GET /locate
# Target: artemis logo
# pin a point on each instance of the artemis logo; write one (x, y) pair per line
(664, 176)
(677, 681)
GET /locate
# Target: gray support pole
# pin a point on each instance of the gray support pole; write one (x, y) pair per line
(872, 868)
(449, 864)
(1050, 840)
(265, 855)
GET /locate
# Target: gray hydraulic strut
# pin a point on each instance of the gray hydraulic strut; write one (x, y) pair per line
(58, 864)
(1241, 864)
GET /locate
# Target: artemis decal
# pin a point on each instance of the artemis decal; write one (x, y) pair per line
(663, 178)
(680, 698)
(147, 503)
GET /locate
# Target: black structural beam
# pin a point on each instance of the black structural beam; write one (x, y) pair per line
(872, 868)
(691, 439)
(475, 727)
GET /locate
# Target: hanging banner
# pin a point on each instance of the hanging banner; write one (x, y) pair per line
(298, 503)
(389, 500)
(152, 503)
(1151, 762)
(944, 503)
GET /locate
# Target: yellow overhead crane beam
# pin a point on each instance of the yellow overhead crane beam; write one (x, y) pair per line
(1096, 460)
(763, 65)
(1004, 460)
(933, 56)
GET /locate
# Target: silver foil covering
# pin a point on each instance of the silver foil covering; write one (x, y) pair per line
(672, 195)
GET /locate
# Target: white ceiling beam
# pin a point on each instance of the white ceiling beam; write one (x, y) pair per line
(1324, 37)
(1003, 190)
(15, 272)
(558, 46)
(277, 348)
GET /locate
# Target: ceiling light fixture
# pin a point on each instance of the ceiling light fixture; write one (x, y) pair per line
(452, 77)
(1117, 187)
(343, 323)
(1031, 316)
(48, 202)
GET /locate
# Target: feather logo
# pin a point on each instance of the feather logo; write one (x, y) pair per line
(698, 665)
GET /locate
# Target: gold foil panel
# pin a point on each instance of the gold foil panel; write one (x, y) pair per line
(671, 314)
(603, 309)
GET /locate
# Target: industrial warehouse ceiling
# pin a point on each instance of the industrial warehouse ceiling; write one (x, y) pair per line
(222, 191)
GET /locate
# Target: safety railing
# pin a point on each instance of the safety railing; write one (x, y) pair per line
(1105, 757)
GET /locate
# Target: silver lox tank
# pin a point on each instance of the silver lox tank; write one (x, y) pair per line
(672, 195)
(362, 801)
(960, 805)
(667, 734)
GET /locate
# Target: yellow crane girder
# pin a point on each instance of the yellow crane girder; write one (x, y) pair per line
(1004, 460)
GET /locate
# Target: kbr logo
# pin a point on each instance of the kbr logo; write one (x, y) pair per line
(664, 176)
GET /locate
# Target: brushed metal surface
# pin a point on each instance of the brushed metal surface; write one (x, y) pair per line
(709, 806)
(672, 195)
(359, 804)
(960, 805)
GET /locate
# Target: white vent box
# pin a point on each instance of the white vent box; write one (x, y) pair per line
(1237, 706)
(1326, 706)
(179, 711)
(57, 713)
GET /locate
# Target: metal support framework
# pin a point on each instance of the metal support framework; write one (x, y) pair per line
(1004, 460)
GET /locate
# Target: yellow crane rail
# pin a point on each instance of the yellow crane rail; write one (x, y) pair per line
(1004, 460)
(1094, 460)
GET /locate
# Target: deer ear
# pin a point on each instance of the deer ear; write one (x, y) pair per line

DIRECTIONS: Can you restate every record above word for word?

SOLUTION FOR THIS TASK:
GET /locate
# Target: artemis logo
# pin a point on each instance of the artemis logo; write one (x, y) pair per line
(664, 176)
(677, 681)
GET /locate
# Target: gray support pole
# pin a point on each instance of the gray support pole; write one (x, y) pair per line
(872, 868)
(449, 864)
(1050, 840)
(265, 855)
GET /locate
# Target: gray hydraulic strut
# pin a point on each instance of the gray hydraulic strut; write one (x, y) pair per line
(58, 864)
(1241, 864)
GET /locate
# Target: artemis decal
# pin a point on each instance of the artemis decal; write one (x, y) pair per line
(663, 178)
(680, 698)
(147, 503)
GET /locate
# Target: black structural beam
# pin a point on each instance of the black structural beam; write one (x, y) pair per line
(872, 868)
(691, 439)
(475, 727)
GET /locate
# Target: hanging banner
# pin a point on each instance of the hanging banner; write one (x, y) pair per line
(298, 503)
(389, 500)
(152, 503)
(1151, 762)
(944, 503)
GET /locate
# Target: yellow overhead crane beam
# pin a point on each instance of the yellow overhead crane beam; write one (x, y) pair per line
(1096, 460)
(763, 65)
(1004, 460)
(933, 56)
GET /locate
# Target: silver foil covering
# pin a point on each instance of the silver foil covering; write one (x, y) pair per line
(672, 195)
GET /locate
# Target: white ceiling beam
# pin a point on each instance of the white ceiling beam; write one (x, y) pair per line
(1324, 37)
(1003, 190)
(15, 272)
(558, 46)
(277, 348)
GET /locate
# Target: ceiling light fixture
# pin a point on each instance of the ceiling light fixture; write one (x, y) pair per line
(452, 77)
(1117, 187)
(343, 323)
(1031, 316)
(48, 202)
GET /locate
# Target: feather logo
# pin a point on each instance of the feather logo; write one (x, y) pair per line
(698, 665)
GET /locate
# Target: gold foil panel
# pin a point on each instance of the gold foil panel; write one (x, y) pair per line
(671, 314)
(603, 309)
GET /locate
# Target: industrial warehouse ceiling
# pin a point on each instance of the industrial warehouse ceiling; write one (x, y) pair per line
(222, 191)
GET /locate
# Target: safety railing
# pin a point on each instance of the safety railing; write one (x, y) pair per line
(1105, 757)
GET /locate
# Target: silver lox tank
# pin a point on each instance of the silver lox tank; write one (x, y) pair per line
(672, 195)
(362, 801)
(960, 805)
(667, 734)
GET /locate
# Target: yellow crane girder
# pin a point on each instance of the yellow crane girder; write one (x, y) pair per line
(1004, 460)
GET /locate
# Target: kbr logo
# pin a point on each instance of the kbr logo; write one (x, y) pair per line
(664, 176)
GET /locate
# Target: brushed metal surface
# pin a point on each instance of the brushed metal surface; write one (x, y) pair per line
(709, 806)
(672, 195)
(359, 804)
(960, 805)
GET /locate
# Target: white vent box
# pin a point on each instance of the white vent box; write one (x, y) pair per line
(1237, 706)
(1326, 706)
(179, 711)
(57, 713)
GET /locate
# Target: metal support framework
# pin a point on each instance of the metal support framework; write one (x, y) pair per line
(1004, 460)
GET /locate
# Target: yellow crane rail
# pin a point on each instance of the yellow crane rail; write one (x, y) pair per line
(1004, 460)
(1094, 460)
GET /locate
# Target: deer ear
# pin a point on each instance of the deer ear; write one (x, y) pair per line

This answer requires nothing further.